* Problem details
Each entry that follows is to be duplicated exactly, without its images.

* Dataset
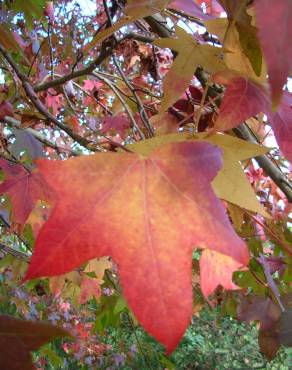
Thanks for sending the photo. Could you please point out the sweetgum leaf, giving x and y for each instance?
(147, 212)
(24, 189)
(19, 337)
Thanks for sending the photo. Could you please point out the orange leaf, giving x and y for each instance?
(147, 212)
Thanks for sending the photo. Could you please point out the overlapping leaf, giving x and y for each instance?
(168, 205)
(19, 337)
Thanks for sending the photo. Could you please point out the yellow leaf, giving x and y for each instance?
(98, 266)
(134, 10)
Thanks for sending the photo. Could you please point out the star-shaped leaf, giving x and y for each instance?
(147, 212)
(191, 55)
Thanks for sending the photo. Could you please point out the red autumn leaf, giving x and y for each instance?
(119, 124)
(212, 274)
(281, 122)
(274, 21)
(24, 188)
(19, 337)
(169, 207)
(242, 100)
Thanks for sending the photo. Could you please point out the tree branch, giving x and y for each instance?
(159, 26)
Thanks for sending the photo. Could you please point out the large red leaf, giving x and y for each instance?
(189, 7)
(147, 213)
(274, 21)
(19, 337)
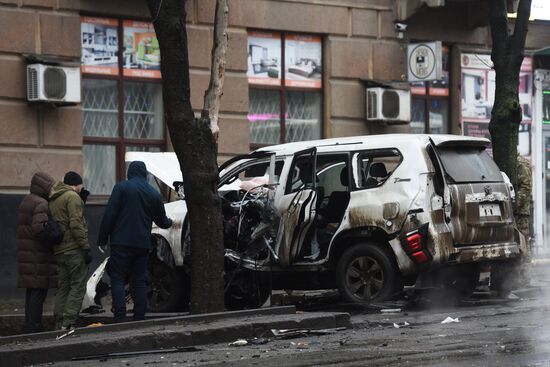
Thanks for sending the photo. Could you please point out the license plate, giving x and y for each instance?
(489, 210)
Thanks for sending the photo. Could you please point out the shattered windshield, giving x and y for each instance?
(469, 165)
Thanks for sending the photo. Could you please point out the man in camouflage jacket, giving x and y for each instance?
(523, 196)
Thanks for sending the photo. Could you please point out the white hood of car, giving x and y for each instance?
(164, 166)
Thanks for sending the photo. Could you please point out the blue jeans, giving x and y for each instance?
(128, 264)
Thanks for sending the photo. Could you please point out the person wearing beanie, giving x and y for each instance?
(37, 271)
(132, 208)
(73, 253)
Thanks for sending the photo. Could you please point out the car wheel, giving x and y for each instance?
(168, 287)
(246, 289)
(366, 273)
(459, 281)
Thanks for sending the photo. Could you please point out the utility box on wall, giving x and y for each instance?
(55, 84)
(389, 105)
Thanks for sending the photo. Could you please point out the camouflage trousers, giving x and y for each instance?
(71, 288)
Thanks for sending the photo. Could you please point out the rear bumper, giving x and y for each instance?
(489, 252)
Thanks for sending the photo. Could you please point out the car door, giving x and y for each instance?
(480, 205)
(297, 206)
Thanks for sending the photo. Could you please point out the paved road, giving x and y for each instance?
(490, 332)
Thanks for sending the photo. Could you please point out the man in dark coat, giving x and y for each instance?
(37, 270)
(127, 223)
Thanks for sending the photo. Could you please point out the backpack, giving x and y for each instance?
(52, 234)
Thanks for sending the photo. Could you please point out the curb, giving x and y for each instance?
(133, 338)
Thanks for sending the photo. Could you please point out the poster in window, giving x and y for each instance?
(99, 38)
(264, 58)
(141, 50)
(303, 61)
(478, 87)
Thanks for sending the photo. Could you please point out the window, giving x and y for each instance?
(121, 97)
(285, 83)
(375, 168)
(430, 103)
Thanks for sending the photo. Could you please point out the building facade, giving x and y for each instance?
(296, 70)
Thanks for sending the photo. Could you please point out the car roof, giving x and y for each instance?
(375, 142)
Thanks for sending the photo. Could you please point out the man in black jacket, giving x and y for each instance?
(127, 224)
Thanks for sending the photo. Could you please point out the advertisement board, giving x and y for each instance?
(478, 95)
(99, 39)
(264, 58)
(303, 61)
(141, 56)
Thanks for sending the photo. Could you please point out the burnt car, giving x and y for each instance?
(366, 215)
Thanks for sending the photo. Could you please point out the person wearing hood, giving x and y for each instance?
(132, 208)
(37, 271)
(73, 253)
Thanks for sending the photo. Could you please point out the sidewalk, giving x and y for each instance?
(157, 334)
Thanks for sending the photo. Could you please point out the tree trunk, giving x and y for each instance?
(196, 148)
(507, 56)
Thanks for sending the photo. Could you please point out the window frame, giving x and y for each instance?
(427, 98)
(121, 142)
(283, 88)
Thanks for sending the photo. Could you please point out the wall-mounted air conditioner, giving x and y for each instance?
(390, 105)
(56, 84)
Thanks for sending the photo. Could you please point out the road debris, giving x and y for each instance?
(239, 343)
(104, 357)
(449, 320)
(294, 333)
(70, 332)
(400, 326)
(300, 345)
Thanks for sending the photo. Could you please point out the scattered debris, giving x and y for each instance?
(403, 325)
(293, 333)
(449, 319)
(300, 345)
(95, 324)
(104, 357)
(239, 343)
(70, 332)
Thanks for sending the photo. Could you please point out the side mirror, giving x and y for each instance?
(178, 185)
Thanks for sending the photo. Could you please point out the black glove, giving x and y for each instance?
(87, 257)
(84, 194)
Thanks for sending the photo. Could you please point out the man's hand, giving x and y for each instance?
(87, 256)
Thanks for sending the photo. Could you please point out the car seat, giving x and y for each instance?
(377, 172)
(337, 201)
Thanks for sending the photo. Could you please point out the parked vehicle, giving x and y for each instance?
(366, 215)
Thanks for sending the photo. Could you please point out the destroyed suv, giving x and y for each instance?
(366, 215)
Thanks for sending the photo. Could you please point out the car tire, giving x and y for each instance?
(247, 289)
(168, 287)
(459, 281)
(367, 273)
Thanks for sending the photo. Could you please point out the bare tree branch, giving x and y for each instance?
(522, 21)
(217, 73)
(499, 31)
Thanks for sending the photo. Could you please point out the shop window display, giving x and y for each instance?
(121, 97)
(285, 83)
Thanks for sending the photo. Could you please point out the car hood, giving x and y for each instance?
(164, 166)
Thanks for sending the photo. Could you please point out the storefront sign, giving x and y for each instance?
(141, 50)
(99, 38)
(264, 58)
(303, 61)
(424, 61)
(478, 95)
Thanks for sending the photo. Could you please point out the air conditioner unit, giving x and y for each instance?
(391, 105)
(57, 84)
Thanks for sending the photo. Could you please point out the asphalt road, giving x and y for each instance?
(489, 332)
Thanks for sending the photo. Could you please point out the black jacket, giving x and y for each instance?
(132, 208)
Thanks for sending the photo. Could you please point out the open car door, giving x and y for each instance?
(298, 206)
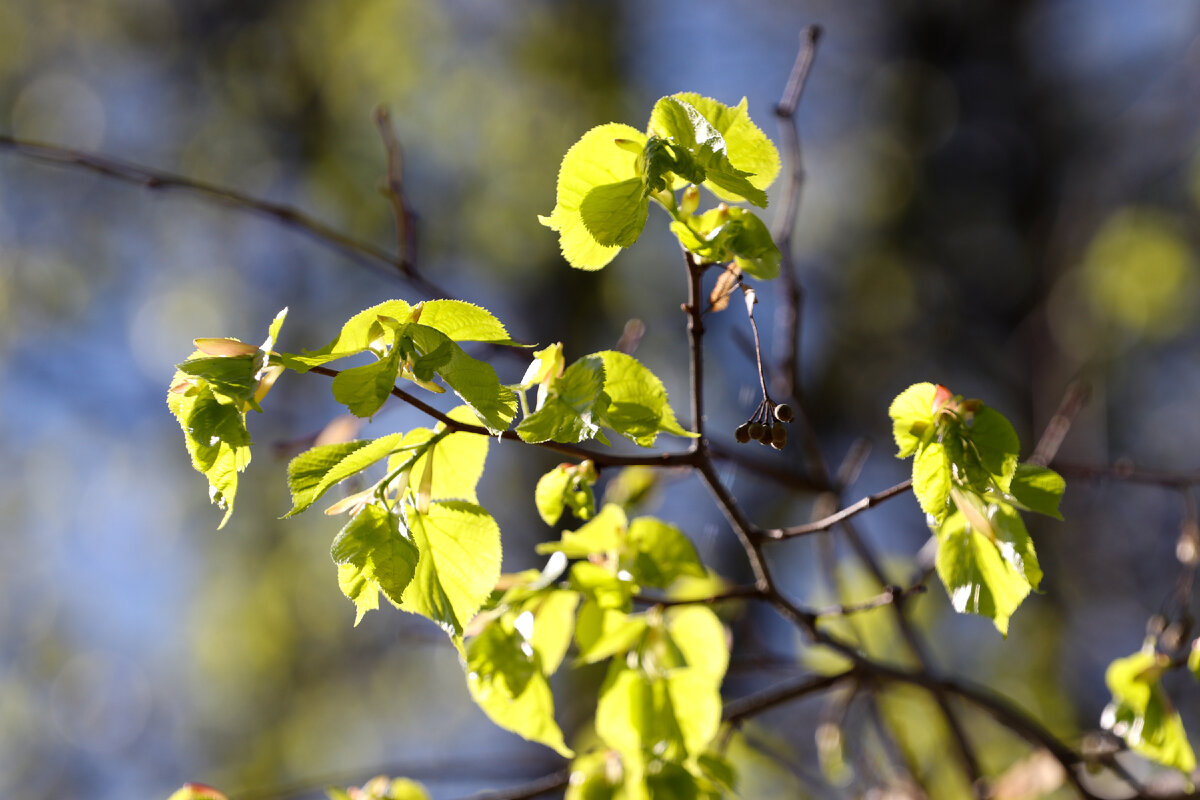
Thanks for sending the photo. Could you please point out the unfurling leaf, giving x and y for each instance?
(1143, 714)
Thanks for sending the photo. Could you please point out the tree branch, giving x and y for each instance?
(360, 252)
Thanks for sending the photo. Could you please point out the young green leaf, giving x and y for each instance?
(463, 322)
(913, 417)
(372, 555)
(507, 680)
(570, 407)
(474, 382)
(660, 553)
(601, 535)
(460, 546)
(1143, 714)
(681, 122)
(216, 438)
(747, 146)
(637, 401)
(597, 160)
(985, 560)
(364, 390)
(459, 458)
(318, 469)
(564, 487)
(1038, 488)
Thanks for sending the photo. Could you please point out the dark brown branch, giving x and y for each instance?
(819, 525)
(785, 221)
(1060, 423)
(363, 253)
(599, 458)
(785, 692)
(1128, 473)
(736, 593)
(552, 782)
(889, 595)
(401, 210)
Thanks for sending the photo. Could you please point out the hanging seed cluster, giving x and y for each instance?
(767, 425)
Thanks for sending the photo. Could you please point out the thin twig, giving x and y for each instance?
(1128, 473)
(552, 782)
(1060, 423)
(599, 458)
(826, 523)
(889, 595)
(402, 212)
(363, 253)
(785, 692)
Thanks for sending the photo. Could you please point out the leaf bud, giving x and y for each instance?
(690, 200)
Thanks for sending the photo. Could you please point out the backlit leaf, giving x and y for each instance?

* Solved exercise
Thanks for sending the photo. Could you please point out the sweetgum leaf, giving x and y for each instance?
(147, 212)
(24, 189)
(19, 337)
Thanks for sending the photo. Could you please point out the orange leaf, giving x and y for each instance?
(147, 212)
Thanks for sending the photo. Could you please point out the overlapping leaf, giving x and y for each instance?
(168, 205)
(19, 337)
Thanks for sending the photo. Could you please point out the yellow leaf, giving x and y for each instance?
(98, 266)
(134, 10)
Thanks for sending the photo. Could you please point out the star-shaped leaf, giving x and y for each instance?
(147, 212)
(191, 55)
Thanks for sending the photo. Could you please point out the red autumn leaf, giving x and y for each instance?
(119, 124)
(212, 274)
(281, 122)
(274, 21)
(24, 188)
(19, 337)
(169, 207)
(242, 100)
Thanks for sending the photo. Could you please point out the tree branch, giving x and y for each instance?
(159, 26)
Thanks for sending the photo. Could you please point out the large red leaf, giving x and y for each instance?
(189, 7)
(147, 213)
(274, 21)
(19, 337)
Thanks for sending the photo. Could you please point out the license plate, giving x and y for each instance?
(489, 210)
Thanks for sending the photo. Could you please point out the shattered windshield, giving x and y for each instance?
(469, 165)
Thanks for sending the photo. Could you please point out the man in camouflage jacket, giving x and y for each instance?
(523, 196)
Thanks for sending the photo. Could you please point out the white hood of car, giving x and y for each instance?
(164, 166)
Thanks for sending the photo. Could you please point out the blue jeans, giving x and y for each instance?
(128, 264)
Thanks for sending the photo. Could you please point out the person wearing beanie, giving x and y for each instance?
(37, 271)
(132, 208)
(73, 253)
Thanks for sending the photo. Could you please point out the car wheel, giving x and y for each instance?
(168, 287)
(246, 289)
(366, 273)
(459, 281)
Thanks for sending the photo. Could you please point out the utility box on wall, giving x and y for each instance?
(55, 84)
(389, 105)
Thanks for sending the photo. Could you please point out the camouflage trousers, giving x and y for each instance?
(71, 288)
Thanks for sending the photo. Could you please point out the rear bumper, giving x and y for each instance?
(489, 252)
Thanks for sending the photo. Could you please point out the car door, giving x and y for each instance?
(480, 205)
(297, 206)
Thanks for sending the photo. Could you please point out the paved road, giving x and y for each instance?
(490, 332)
Thanks for sending the photo. Could you please point out the man in dark coat, giving x and y for each instance?
(37, 270)
(127, 223)
Thanks for sending the photo. Could you please point out the backpack, giving x and y for each instance?
(52, 234)
Thanks for sending the photo. Could you please point out the curb, giving x and y for each instance?
(133, 338)
Thanks for sending the photo. Could you please point out the poster in window, giving x and y for each instance?
(99, 38)
(264, 58)
(141, 50)
(303, 61)
(478, 87)
Thanks for sending the photo. Could you please point out the window, giving x and y for each instance?
(121, 97)
(285, 83)
(375, 168)
(430, 103)
Thanks for sending the photo. Could you please point out the building facade, giving x and y for each instance?
(296, 70)
Thanks for sending the photo. Could you please point out the car roof, giving x and y for each instance?
(375, 142)
Thanks for sending the photo. Could you please point out the man in black jacket, giving x and y for each instance?
(127, 224)
Thanks for sending the photo. Could you please point out the advertisement board, giving x and y for each instance?
(478, 95)
(99, 39)
(264, 58)
(303, 61)
(141, 56)
Thanks for sending the photo. Could you please point out the burnt car, giving x and y for each instance?
(366, 215)
Thanks for sending the photo. Could you please point out the person wearing hood, giving x and y for each instance?
(132, 208)
(37, 271)
(73, 253)
Thanks for sending the photo. Could you please point out the sidewalk, giving x and y for each instance?
(157, 334)
Thanks for sending the photo. Could you please point out the tree trunk, giving x and y for each instance?
(196, 148)
(507, 56)
Thanks for sending the photo. Could you please point out the window frame, giving x and y for each instance?
(427, 98)
(121, 142)
(283, 88)
Thanks for sending the photo. Could you please point out the wall-mounted air conditioner, giving x and y for each instance?
(390, 105)
(56, 84)
Thanks for sending the photo. Could you please point out the road debris, giving x and y for each instance?
(239, 343)
(104, 357)
(449, 320)
(294, 333)
(70, 332)
(400, 326)
(300, 345)
Thanks for sending the photo. Could you please point out the scattered debris, giving x and y for each instance?
(403, 325)
(293, 333)
(449, 319)
(300, 345)
(95, 324)
(104, 357)
(239, 343)
(70, 332)
Thanks for sending the photo. Could you please point out the side mirror, giving x and y for each instance?
(178, 185)
Thanks for sending the photo. Could you please point out the black glove, giving x and y for each instance?
(87, 257)
(84, 194)
Thanks for sending the photo. Could you please point out the man's hand, giving x and y for each instance?
(87, 256)
Thanks for sending the photo. Could you please point out the car seat, giving x and y for each instance?
(377, 172)
(337, 201)
Thanks for sending the photo. Could you please point out the parked vehicle, giving x and y for each instance?
(366, 215)
Thanks for sending the photo. Could you please point out the destroyed suv, giving x and y for each instance?
(366, 215)
Thanks for sending the photo. Could you please point out the car tire, giving x and y for each instance?
(247, 289)
(168, 287)
(459, 281)
(367, 273)
Thanks for sending the photo. Could you please point out the bare tree branch, giving x and y for each instance?
(522, 21)
(217, 73)
(499, 31)
Thanks for sending the photo. Could you please point out the shop window display, giving x and y for each instance?
(121, 97)
(285, 83)
Thanks for sending the photo. Could you please point out the car hood, giving x and y for each instance?
(164, 166)
Thanks for sending the photo. Could you please point out the storefront sign, giving x and y for each instance?
(141, 50)
(99, 38)
(264, 58)
(303, 61)
(424, 61)
(478, 95)
Thanks for sending the photo. Could you please point out the air conditioner unit, giving x and y for each instance?
(391, 105)
(57, 84)
Thanks for sending the photo. Could you please point out the asphalt road, giving x and y for each instance?
(489, 332)
Thanks for sending the photo. Could you please point out the black jacket, giving x and y for each instance?
(132, 208)
Thanks for sending the photo. Could you please point out the open car door, giving x and y for each instance?
(298, 206)
Thanks for sending the photo. Could you please point out the unfurling leaf, giving x and y for each instance?
(1143, 714)
Thanks for sending the photo. Could you please point out the tree branch, giving x and y for each instance?
(360, 252)
Thanks for sending the photo. Could you please point out the young green leaf, giving x and y for each instance?
(463, 322)
(913, 417)
(372, 555)
(507, 680)
(570, 407)
(474, 382)
(660, 553)
(601, 535)
(460, 546)
(1143, 714)
(681, 122)
(216, 438)
(747, 146)
(637, 401)
(597, 160)
(985, 560)
(364, 390)
(459, 458)
(318, 469)
(564, 487)
(1038, 488)
Thanks for sending the photo. Could you please point out the dark brown branch, giving x and y for each instance?
(819, 525)
(785, 221)
(1060, 423)
(363, 253)
(599, 458)
(785, 692)
(1128, 473)
(736, 593)
(552, 782)
(889, 595)
(401, 210)
Thanks for sending the photo. Could you please point out the hanging seed cluster, giving x and y for each instance?
(767, 425)
Thanks for sending the photo. Could you please point out the thin twig, giving x and y for each instance?
(1128, 473)
(552, 782)
(1060, 423)
(599, 458)
(826, 523)
(889, 595)
(402, 212)
(363, 253)
(785, 692)
Thanks for sending the photo. Could you please point out the leaf bud, giving x and y for each instance?
(690, 200)
Thanks for sending the photo. Could you please point out the backlit leaf, giving x and y for each instance?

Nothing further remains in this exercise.